Please restate, word for word, each line from the one containing "<point>229,177</point>" through the end of the entries below.

+++ Information +++

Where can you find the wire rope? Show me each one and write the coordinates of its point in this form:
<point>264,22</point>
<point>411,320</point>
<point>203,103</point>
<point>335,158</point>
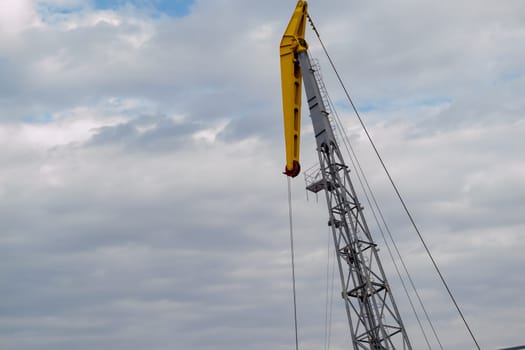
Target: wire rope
<point>292,261</point>
<point>362,181</point>
<point>409,215</point>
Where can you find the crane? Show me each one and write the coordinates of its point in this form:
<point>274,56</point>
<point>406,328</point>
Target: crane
<point>373,317</point>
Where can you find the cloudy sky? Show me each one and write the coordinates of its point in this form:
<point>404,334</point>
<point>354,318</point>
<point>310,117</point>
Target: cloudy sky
<point>142,204</point>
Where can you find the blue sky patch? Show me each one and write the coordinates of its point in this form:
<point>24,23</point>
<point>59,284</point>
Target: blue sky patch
<point>174,8</point>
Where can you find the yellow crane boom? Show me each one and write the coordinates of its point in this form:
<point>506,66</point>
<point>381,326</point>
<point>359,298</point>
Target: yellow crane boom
<point>291,81</point>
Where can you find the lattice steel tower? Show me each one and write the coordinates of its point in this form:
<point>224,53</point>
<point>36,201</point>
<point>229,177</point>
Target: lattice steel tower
<point>373,317</point>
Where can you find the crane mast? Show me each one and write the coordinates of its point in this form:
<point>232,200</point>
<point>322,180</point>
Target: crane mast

+++

Task output ::
<point>229,177</point>
Target: lattice steel tower
<point>373,317</point>
Where can you find the crane mast? Show me each one and write the coordinates of its point in this form:
<point>232,200</point>
<point>322,180</point>
Target: crane mast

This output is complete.